Auteur : Agnès Gosselin, secrétaire générale afes
Ouvrage collectif quae
Sortir des crises
One Health en pratiques
Hors collection mai 2022
Lien Quae : https://www.quae.com/product/1681/9782759232970/sortir-des-crises
Je veux vous partager ma lecture de l’ouvrage collectif « Sortir des crises, one health en pratiques » sous la direction de l’équipe Sébastien GARDON, inspecteur de santé publique vétérinaire, Amandine GAUTIER,sociologie et politiste, Gwenola LE NAOUR, Maître de Conférence à Sce Po Lyon, Serge MORAND, directeur de recherche au CNRS, associé au Cirad.
Et je voudrais faire cela en premier parce que l’ouvrage donne la parole à des personnes de tous horizons (1). Cela me paraît bien en cohérence avec le thème : en effet, la notion de « One Health » met en avant les interdépendances fortes entre santé humaine, santé animale, et santé des écosystèmes. Ainsi il est primordial d’associer toutes les disciplines et tous les métiers pour croiser les regards.
Chacun s’exprime dans un article-témoignage clair et courageux de 5 à 6 pages sur une des facettes du concept.

* Données fournies:
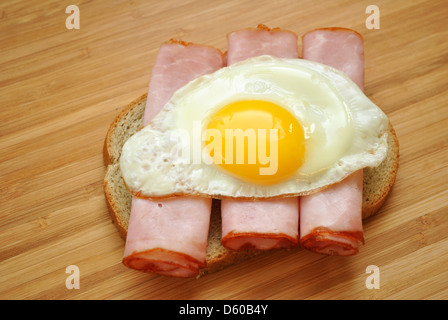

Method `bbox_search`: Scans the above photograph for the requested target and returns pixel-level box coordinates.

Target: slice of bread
[103,94,399,275]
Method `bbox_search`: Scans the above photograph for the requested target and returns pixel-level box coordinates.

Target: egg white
[120,56,389,198]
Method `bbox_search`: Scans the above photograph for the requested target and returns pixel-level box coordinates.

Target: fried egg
[120,56,389,198]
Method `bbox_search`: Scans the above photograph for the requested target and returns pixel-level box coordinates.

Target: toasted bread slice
[103,94,399,275]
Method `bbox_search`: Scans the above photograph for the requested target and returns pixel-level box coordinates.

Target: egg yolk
[203,100,305,185]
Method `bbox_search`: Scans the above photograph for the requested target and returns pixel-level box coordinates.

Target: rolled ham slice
[300,28,364,256]
[123,41,224,277]
[221,25,299,250]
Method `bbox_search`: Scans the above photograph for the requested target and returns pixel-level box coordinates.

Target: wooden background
[0,0,448,299]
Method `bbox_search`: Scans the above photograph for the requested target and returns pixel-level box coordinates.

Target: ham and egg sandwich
[104,25,398,277]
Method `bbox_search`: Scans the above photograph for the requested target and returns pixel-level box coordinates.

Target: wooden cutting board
[0,0,448,299]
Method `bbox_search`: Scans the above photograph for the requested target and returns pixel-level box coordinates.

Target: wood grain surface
[0,0,448,300]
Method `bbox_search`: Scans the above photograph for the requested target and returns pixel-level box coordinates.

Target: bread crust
[103,94,399,275]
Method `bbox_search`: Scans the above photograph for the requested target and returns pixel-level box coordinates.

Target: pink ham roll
[300,28,364,256]
[123,41,224,277]
[221,25,299,250]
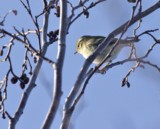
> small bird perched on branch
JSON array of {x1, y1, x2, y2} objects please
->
[{"x1": 75, "y1": 35, "x2": 138, "y2": 65}]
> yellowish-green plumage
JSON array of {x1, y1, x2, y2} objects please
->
[{"x1": 76, "y1": 35, "x2": 133, "y2": 64}]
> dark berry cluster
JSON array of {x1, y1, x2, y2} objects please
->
[{"x1": 11, "y1": 73, "x2": 29, "y2": 89}]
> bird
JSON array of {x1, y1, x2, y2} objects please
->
[{"x1": 75, "y1": 35, "x2": 138, "y2": 65}]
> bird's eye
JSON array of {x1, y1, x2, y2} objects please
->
[{"x1": 77, "y1": 43, "x2": 81, "y2": 48}]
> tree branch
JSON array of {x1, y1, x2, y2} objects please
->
[{"x1": 42, "y1": 0, "x2": 68, "y2": 129}]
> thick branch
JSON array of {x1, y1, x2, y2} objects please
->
[{"x1": 8, "y1": 0, "x2": 49, "y2": 129}]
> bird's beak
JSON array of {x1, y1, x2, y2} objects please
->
[{"x1": 74, "y1": 51, "x2": 78, "y2": 54}]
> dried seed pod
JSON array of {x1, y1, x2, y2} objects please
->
[
  {"x1": 19, "y1": 82, "x2": 25, "y2": 89},
  {"x1": 11, "y1": 76, "x2": 18, "y2": 84}
]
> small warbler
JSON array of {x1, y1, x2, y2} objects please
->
[{"x1": 75, "y1": 35, "x2": 135, "y2": 65}]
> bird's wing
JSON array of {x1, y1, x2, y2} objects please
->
[{"x1": 87, "y1": 36, "x2": 105, "y2": 49}]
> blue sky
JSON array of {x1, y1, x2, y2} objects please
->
[{"x1": 0, "y1": 0, "x2": 160, "y2": 129}]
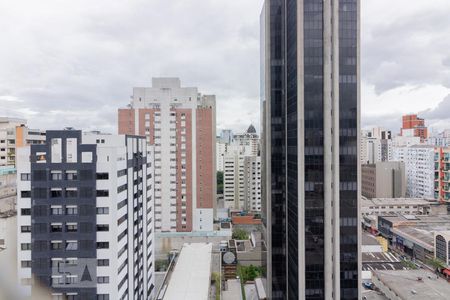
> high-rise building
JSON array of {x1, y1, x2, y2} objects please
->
[
  {"x1": 434, "y1": 147, "x2": 450, "y2": 202},
  {"x1": 17, "y1": 130, "x2": 155, "y2": 300},
  {"x1": 361, "y1": 161, "x2": 406, "y2": 198},
  {"x1": 262, "y1": 0, "x2": 361, "y2": 299},
  {"x1": 119, "y1": 78, "x2": 216, "y2": 232},
  {"x1": 244, "y1": 156, "x2": 261, "y2": 212},
  {"x1": 400, "y1": 115, "x2": 428, "y2": 141},
  {"x1": 224, "y1": 125, "x2": 261, "y2": 212},
  {"x1": 0, "y1": 117, "x2": 45, "y2": 166},
  {"x1": 393, "y1": 145, "x2": 435, "y2": 198}
]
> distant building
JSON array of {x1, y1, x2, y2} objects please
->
[
  {"x1": 400, "y1": 115, "x2": 428, "y2": 141},
  {"x1": 360, "y1": 127, "x2": 392, "y2": 164},
  {"x1": 393, "y1": 145, "x2": 435, "y2": 198},
  {"x1": 434, "y1": 147, "x2": 450, "y2": 202},
  {"x1": 223, "y1": 125, "x2": 261, "y2": 212},
  {"x1": 244, "y1": 156, "x2": 261, "y2": 212},
  {"x1": 0, "y1": 117, "x2": 45, "y2": 166},
  {"x1": 361, "y1": 162, "x2": 406, "y2": 198},
  {"x1": 119, "y1": 78, "x2": 216, "y2": 232},
  {"x1": 220, "y1": 129, "x2": 233, "y2": 144},
  {"x1": 17, "y1": 130, "x2": 155, "y2": 299}
]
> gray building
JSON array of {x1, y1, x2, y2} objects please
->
[
  {"x1": 261, "y1": 0, "x2": 361, "y2": 299},
  {"x1": 361, "y1": 161, "x2": 406, "y2": 198}
]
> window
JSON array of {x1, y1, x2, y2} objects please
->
[
  {"x1": 66, "y1": 223, "x2": 78, "y2": 232},
  {"x1": 20, "y1": 226, "x2": 31, "y2": 232},
  {"x1": 50, "y1": 189, "x2": 62, "y2": 198},
  {"x1": 20, "y1": 260, "x2": 31, "y2": 268},
  {"x1": 20, "y1": 173, "x2": 31, "y2": 181},
  {"x1": 97, "y1": 259, "x2": 109, "y2": 267},
  {"x1": 97, "y1": 276, "x2": 109, "y2": 283},
  {"x1": 52, "y1": 276, "x2": 64, "y2": 286},
  {"x1": 66, "y1": 188, "x2": 78, "y2": 198},
  {"x1": 50, "y1": 258, "x2": 64, "y2": 268},
  {"x1": 97, "y1": 173, "x2": 109, "y2": 180},
  {"x1": 20, "y1": 208, "x2": 31, "y2": 216},
  {"x1": 66, "y1": 138, "x2": 78, "y2": 163},
  {"x1": 97, "y1": 224, "x2": 109, "y2": 231},
  {"x1": 50, "y1": 223, "x2": 62, "y2": 232},
  {"x1": 66, "y1": 205, "x2": 78, "y2": 215},
  {"x1": 51, "y1": 171, "x2": 62, "y2": 180},
  {"x1": 20, "y1": 191, "x2": 31, "y2": 198},
  {"x1": 66, "y1": 241, "x2": 78, "y2": 251},
  {"x1": 81, "y1": 152, "x2": 92, "y2": 163},
  {"x1": 97, "y1": 190, "x2": 109, "y2": 197},
  {"x1": 66, "y1": 275, "x2": 78, "y2": 284},
  {"x1": 50, "y1": 241, "x2": 63, "y2": 250},
  {"x1": 97, "y1": 207, "x2": 109, "y2": 215},
  {"x1": 66, "y1": 258, "x2": 78, "y2": 267},
  {"x1": 66, "y1": 171, "x2": 78, "y2": 181},
  {"x1": 20, "y1": 243, "x2": 31, "y2": 250},
  {"x1": 97, "y1": 242, "x2": 109, "y2": 249},
  {"x1": 50, "y1": 205, "x2": 63, "y2": 215}
]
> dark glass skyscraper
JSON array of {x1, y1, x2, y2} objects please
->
[{"x1": 261, "y1": 0, "x2": 360, "y2": 299}]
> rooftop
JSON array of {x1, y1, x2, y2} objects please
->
[
  {"x1": 374, "y1": 269, "x2": 450, "y2": 300},
  {"x1": 164, "y1": 243, "x2": 212, "y2": 300}
]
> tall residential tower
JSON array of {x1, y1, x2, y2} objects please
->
[
  {"x1": 119, "y1": 78, "x2": 216, "y2": 232},
  {"x1": 261, "y1": 0, "x2": 360, "y2": 300}
]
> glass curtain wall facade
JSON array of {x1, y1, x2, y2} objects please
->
[{"x1": 261, "y1": 0, "x2": 359, "y2": 299}]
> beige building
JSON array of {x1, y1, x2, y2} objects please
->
[
  {"x1": 0, "y1": 117, "x2": 45, "y2": 166},
  {"x1": 361, "y1": 162, "x2": 406, "y2": 198}
]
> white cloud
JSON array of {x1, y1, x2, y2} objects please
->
[{"x1": 0, "y1": 0, "x2": 450, "y2": 132}]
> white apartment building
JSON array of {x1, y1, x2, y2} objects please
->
[
  {"x1": 223, "y1": 154, "x2": 245, "y2": 209},
  {"x1": 17, "y1": 130, "x2": 156, "y2": 300},
  {"x1": 119, "y1": 78, "x2": 216, "y2": 232},
  {"x1": 223, "y1": 125, "x2": 261, "y2": 212},
  {"x1": 232, "y1": 125, "x2": 259, "y2": 156},
  {"x1": 244, "y1": 156, "x2": 261, "y2": 212},
  {"x1": 0, "y1": 117, "x2": 45, "y2": 166},
  {"x1": 216, "y1": 138, "x2": 228, "y2": 172},
  {"x1": 393, "y1": 145, "x2": 434, "y2": 198}
]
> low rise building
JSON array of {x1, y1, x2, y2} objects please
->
[
  {"x1": 361, "y1": 197, "x2": 447, "y2": 216},
  {"x1": 378, "y1": 215, "x2": 450, "y2": 262}
]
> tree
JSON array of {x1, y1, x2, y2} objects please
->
[
  {"x1": 232, "y1": 228, "x2": 248, "y2": 240},
  {"x1": 217, "y1": 171, "x2": 223, "y2": 194}
]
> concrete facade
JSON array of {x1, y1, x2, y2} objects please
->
[
  {"x1": 17, "y1": 130, "x2": 155, "y2": 300},
  {"x1": 119, "y1": 78, "x2": 216, "y2": 232},
  {"x1": 361, "y1": 162, "x2": 406, "y2": 198}
]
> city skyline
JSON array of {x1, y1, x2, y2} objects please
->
[{"x1": 0, "y1": 0, "x2": 450, "y2": 133}]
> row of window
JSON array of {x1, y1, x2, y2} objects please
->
[
  {"x1": 20, "y1": 187, "x2": 109, "y2": 199},
  {"x1": 20, "y1": 241, "x2": 109, "y2": 251},
  {"x1": 20, "y1": 205, "x2": 109, "y2": 216}
]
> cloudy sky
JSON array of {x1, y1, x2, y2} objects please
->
[{"x1": 0, "y1": 0, "x2": 450, "y2": 132}]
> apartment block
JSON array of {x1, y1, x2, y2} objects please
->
[
  {"x1": 17, "y1": 130, "x2": 155, "y2": 300},
  {"x1": 0, "y1": 117, "x2": 45, "y2": 166},
  {"x1": 119, "y1": 78, "x2": 216, "y2": 232},
  {"x1": 361, "y1": 161, "x2": 406, "y2": 198},
  {"x1": 244, "y1": 156, "x2": 261, "y2": 212},
  {"x1": 400, "y1": 115, "x2": 428, "y2": 141},
  {"x1": 434, "y1": 147, "x2": 450, "y2": 202},
  {"x1": 223, "y1": 125, "x2": 261, "y2": 212}
]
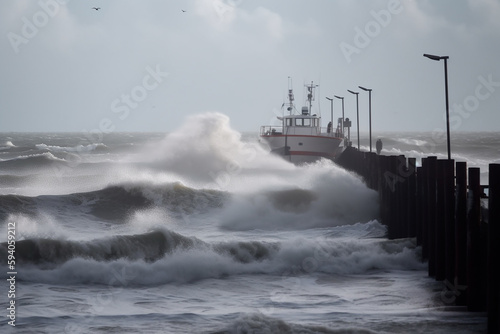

* Série d'exercices:
a: D'après l'extrait, combien de pages compte chaque article-témoignage de l'ouvrage ?
b: Reprenez la présentation de l'ouvrage « Sortir des crises » à la suite de sa dernière phrase.
Les enregistrements ne sont d'aucune utilité pour ce travail.

* Corrigé des exercices:
a: Chaque article-témoignage compte de 5 à 6 pages.

b:
Courageux parce qu’au fil des interventions, les problématiques sont posées, les controverses exposées, ce qui permet au lecteur de mieux en mieux cerner le concept de « One Health » ; Le lecteur comprend progressivement que c’est une approche sur le long terme, évolutive, intégrée, inter et même transdisciplinaire, qui fait appel à l’éthique environnementale et aux sciences sociales et à la responsabilité de tous, élus et politiques compris.
Ensuite, j’ai apprécié l’avant -propos de Claire Harpet, anthropologue, université Lyon 3 car il pose bien les conditions d’un nouveau modèle économique pour une société plus résiliente. Pour cela elle s’appuie sur les mythes Malgaches et les règles collectives traditionnelles. Elle nous montre comment cela peut :
– Reconsidérer la place de l’espèce humaine dans l’ordre du monde
– Valoriser les pratiques qui bénéficient à la communauté entière
– Faire le lien entre la crise du Covid et les alertes successives du GIEC sur le dérèglement climatique
– Nous inciter à penser autrement les épidémies, les interactions multipliées intra et
interspécifiques ;
Enfin, j’ai été touchée par la richesse des témoignages et les partages de réalisations concrètes et pragmatiques. Entre autre :
– L’article de Pierre Weill sur l’expérience « Bleu blanc Cœur ».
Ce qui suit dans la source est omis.